(DATA begins)

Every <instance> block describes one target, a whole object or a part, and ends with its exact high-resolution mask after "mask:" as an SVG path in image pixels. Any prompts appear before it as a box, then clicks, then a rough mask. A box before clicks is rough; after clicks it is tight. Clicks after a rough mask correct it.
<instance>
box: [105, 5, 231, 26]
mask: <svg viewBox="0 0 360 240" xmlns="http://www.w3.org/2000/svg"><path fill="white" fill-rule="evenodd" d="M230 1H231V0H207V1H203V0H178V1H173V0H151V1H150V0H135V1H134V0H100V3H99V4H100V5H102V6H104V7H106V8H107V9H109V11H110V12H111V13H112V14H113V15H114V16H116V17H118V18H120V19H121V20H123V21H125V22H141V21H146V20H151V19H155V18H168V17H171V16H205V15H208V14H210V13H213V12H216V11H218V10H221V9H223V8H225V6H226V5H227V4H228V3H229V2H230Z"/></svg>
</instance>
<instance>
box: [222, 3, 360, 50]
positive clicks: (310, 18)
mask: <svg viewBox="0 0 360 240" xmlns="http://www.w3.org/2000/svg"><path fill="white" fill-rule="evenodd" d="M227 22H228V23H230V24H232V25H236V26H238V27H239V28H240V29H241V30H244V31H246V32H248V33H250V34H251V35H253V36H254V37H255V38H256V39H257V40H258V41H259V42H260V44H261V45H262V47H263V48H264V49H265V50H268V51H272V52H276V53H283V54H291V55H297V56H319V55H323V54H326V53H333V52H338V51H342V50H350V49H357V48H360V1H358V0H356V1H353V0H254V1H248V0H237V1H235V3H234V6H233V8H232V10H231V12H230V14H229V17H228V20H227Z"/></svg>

(DATA ends)

• [GOAL OF THE EXERCISE]: Could you return all of the entries exactly as they stand?

• [EXERCISE ANSWER]:
Every <instance> block describes one target, a whole object or a part, and ends with its exact high-resolution mask after "mask:" as an SVG path in image pixels. Any prompts appear before it as a box, then clicks, then a rough mask. A box before clicks is rough; after clicks it is tight. Clicks after a rough mask correct it.
<instance>
box: [105, 5, 231, 26]
mask: <svg viewBox="0 0 360 240" xmlns="http://www.w3.org/2000/svg"><path fill="white" fill-rule="evenodd" d="M230 1H231V0H207V1H203V0H178V1H173V0H151V1H150V0H135V1H134V0H100V3H99V4H100V5H102V6H104V7H106V8H107V9H109V11H110V12H111V13H112V14H113V15H114V16H116V17H118V18H120V19H121V20H123V21H125V22H141V21H146V20H151V19H155V18H168V17H171V16H205V15H208V14H210V13H213V12H216V11H218V10H221V9H223V8H225V6H226V5H227V4H228V3H229V2H230Z"/></svg>
</instance>
<instance>
box: [222, 3, 360, 50]
positive clicks: (310, 18)
mask: <svg viewBox="0 0 360 240" xmlns="http://www.w3.org/2000/svg"><path fill="white" fill-rule="evenodd" d="M227 22H228V23H230V24H232V25H236V26H238V27H239V28H240V29H241V30H244V31H246V32H248V33H250V34H251V35H253V36H254V37H255V38H256V39H257V40H258V41H259V42H260V44H261V45H262V47H263V48H264V49H265V50H268V51H272V52H276V53H283V54H291V55H297V56H319V55H323V54H326V53H333V52H338V51H342V50H350V49H357V48H360V1H358V0H356V1H353V0H254V1H248V0H237V1H235V3H234V6H233V8H232V10H231V12H230V14H229V17H228V20H227Z"/></svg>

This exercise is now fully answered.